- What the exercise asks: Rewrite the lines from the one containing "the **metal loading ramp**?" through the end of the lines, both included, replacing "outline" with "contour" and leaving everything else unchanged.

- Stored records:

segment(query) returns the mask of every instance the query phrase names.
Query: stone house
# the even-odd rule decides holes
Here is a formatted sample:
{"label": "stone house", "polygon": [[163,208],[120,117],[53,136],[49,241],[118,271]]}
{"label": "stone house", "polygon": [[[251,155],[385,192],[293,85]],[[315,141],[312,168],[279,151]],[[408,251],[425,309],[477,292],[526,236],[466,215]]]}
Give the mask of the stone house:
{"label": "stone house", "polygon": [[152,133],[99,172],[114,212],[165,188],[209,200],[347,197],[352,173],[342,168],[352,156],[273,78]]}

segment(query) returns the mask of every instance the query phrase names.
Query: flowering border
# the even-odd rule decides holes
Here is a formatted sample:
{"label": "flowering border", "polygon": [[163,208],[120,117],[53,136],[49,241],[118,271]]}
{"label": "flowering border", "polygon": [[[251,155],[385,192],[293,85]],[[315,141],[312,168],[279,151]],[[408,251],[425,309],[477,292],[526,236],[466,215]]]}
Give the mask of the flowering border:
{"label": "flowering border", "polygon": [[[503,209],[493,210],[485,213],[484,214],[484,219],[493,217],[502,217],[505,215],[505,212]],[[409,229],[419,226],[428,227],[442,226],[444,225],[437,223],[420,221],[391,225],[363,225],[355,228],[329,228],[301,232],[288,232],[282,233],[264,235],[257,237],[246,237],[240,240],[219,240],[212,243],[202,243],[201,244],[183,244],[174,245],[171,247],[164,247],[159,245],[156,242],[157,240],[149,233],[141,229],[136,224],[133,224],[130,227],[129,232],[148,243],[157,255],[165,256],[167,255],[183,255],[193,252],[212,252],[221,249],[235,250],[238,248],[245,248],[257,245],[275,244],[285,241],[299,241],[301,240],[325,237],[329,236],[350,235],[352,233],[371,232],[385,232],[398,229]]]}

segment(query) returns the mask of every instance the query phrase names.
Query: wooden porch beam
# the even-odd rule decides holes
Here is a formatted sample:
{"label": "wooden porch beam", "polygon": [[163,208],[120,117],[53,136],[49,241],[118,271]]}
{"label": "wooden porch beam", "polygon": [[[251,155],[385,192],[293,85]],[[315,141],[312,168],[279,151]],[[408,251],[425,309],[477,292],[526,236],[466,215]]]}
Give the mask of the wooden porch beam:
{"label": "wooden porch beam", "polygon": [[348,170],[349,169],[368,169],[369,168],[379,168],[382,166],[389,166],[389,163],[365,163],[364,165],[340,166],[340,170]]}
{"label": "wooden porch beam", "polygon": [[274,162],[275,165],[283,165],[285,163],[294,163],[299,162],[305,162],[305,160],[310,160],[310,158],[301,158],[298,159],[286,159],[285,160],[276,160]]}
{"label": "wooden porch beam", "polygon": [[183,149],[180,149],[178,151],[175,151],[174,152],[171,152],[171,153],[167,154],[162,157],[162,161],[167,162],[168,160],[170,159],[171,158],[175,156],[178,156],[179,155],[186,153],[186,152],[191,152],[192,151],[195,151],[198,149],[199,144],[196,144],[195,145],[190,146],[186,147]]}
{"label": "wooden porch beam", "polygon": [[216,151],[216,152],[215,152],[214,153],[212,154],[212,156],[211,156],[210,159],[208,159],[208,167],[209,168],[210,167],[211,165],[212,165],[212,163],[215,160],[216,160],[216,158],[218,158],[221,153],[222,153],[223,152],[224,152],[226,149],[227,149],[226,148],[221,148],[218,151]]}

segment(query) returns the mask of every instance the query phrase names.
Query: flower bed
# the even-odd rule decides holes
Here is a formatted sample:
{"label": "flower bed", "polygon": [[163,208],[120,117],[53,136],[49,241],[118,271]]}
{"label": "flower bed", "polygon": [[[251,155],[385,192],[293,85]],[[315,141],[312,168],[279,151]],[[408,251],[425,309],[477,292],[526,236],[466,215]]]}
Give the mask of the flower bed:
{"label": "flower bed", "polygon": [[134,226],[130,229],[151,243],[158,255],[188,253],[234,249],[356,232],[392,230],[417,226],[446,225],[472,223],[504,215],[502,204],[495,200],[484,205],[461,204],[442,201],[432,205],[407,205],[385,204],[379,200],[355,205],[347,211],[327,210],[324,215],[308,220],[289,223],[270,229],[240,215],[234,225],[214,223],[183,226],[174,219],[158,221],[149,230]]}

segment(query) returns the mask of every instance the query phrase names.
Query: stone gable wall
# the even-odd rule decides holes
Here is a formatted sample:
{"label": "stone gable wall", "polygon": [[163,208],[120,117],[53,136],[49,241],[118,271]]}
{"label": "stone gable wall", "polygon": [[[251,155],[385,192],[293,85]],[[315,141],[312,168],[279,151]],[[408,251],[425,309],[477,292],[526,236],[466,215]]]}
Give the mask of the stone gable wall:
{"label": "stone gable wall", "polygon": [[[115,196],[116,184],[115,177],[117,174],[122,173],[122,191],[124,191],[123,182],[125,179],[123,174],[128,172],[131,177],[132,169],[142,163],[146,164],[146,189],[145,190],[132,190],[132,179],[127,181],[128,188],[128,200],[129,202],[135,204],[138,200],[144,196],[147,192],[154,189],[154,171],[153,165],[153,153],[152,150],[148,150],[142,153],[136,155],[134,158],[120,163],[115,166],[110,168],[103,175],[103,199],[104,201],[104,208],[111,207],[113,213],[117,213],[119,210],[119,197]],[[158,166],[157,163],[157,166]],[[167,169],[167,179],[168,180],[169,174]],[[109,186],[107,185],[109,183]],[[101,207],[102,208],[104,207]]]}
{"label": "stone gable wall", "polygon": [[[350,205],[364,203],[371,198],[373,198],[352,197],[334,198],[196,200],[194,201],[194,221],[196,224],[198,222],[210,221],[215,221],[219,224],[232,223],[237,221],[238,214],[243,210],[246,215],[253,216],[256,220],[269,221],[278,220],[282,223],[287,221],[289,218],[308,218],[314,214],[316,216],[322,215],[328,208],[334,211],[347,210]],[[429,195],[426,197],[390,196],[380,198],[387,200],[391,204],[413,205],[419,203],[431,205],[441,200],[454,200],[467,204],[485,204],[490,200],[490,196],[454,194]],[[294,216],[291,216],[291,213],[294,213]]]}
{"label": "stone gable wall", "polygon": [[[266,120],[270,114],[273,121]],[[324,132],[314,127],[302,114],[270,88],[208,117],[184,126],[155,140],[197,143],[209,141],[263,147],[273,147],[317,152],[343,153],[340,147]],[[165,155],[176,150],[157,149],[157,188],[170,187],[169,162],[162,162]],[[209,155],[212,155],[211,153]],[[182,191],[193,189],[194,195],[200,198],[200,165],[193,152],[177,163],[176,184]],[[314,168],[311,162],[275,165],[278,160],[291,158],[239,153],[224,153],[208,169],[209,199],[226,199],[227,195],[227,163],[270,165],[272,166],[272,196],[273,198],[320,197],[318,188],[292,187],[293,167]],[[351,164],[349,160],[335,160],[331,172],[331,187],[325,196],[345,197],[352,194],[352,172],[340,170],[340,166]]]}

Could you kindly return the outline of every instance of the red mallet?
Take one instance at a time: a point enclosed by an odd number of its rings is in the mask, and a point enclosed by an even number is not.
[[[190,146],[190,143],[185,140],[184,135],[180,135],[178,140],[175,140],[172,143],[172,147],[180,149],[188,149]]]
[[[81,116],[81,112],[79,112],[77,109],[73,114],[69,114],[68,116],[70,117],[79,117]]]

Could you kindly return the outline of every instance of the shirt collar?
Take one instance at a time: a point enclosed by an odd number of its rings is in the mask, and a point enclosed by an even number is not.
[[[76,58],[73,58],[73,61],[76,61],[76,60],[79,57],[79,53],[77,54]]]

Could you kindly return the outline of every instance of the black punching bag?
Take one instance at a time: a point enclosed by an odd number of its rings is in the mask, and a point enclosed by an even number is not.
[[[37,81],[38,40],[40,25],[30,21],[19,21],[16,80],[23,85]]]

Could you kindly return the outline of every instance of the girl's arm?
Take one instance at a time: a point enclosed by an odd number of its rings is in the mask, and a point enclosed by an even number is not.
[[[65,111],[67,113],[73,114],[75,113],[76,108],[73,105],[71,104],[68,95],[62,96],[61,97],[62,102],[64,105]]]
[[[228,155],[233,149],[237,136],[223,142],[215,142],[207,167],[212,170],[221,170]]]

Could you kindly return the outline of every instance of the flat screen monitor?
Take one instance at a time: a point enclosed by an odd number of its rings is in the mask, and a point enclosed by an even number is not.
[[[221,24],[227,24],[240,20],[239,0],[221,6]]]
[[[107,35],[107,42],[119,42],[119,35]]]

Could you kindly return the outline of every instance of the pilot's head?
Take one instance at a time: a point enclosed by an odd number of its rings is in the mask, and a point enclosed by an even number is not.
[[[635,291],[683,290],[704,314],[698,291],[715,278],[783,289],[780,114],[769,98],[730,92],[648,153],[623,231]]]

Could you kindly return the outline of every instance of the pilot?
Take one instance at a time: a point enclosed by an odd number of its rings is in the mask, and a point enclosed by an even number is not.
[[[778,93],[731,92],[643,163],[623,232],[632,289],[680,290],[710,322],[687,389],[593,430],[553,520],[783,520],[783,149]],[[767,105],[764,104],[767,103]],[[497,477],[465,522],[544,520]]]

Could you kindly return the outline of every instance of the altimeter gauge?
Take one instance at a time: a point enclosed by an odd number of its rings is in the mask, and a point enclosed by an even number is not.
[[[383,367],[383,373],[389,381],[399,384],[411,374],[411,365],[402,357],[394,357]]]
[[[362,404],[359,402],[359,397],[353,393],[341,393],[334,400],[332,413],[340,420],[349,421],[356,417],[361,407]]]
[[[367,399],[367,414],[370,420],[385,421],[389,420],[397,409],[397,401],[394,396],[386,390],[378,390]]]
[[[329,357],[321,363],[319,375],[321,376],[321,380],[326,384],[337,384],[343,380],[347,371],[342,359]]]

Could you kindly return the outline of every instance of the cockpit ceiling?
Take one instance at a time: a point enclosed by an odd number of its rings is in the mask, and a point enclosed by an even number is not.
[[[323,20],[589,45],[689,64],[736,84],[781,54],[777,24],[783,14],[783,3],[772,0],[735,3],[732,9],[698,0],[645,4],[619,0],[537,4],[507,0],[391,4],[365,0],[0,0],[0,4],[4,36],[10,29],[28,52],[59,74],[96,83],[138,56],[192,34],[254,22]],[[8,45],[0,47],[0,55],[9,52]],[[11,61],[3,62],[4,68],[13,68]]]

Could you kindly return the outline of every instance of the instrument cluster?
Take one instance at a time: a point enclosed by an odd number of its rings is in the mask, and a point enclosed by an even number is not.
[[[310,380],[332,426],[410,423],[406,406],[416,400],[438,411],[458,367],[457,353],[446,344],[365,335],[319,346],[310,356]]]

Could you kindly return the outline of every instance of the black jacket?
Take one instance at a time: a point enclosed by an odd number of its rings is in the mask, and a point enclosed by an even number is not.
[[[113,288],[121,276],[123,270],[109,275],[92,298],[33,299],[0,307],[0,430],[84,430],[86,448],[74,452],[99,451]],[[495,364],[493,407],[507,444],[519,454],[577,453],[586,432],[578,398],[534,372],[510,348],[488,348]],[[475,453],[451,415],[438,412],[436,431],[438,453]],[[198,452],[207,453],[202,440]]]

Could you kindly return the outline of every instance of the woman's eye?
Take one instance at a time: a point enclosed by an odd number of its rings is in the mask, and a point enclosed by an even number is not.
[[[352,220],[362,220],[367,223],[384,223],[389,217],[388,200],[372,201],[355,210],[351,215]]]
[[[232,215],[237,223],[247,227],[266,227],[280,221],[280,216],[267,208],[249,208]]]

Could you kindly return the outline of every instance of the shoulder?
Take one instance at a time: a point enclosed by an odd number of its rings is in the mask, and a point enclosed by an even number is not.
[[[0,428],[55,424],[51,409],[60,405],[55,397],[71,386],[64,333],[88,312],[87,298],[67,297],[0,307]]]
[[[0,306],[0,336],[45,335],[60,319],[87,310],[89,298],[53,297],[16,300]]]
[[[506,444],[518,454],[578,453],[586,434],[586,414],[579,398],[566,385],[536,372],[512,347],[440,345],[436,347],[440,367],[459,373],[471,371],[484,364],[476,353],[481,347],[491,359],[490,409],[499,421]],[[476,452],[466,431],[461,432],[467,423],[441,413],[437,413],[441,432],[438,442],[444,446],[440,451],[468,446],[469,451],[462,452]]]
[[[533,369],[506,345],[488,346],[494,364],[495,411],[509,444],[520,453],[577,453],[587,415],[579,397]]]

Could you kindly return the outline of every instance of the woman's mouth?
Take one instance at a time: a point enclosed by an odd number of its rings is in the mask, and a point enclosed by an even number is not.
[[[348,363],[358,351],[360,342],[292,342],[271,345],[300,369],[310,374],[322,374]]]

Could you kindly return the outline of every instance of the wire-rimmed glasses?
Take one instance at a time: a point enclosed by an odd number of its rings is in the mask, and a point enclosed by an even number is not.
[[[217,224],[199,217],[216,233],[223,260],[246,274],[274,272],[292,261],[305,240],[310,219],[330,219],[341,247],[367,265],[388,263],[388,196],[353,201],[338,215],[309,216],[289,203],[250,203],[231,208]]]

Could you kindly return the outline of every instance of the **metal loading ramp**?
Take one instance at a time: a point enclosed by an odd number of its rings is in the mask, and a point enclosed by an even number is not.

- Written solution:
Could you kindly return the contour of every instance of the **metal loading ramp**?
Take one instance at a time: a point enclosed by an odd number of its rings is in the mask, and a point enclosed by an even number is not.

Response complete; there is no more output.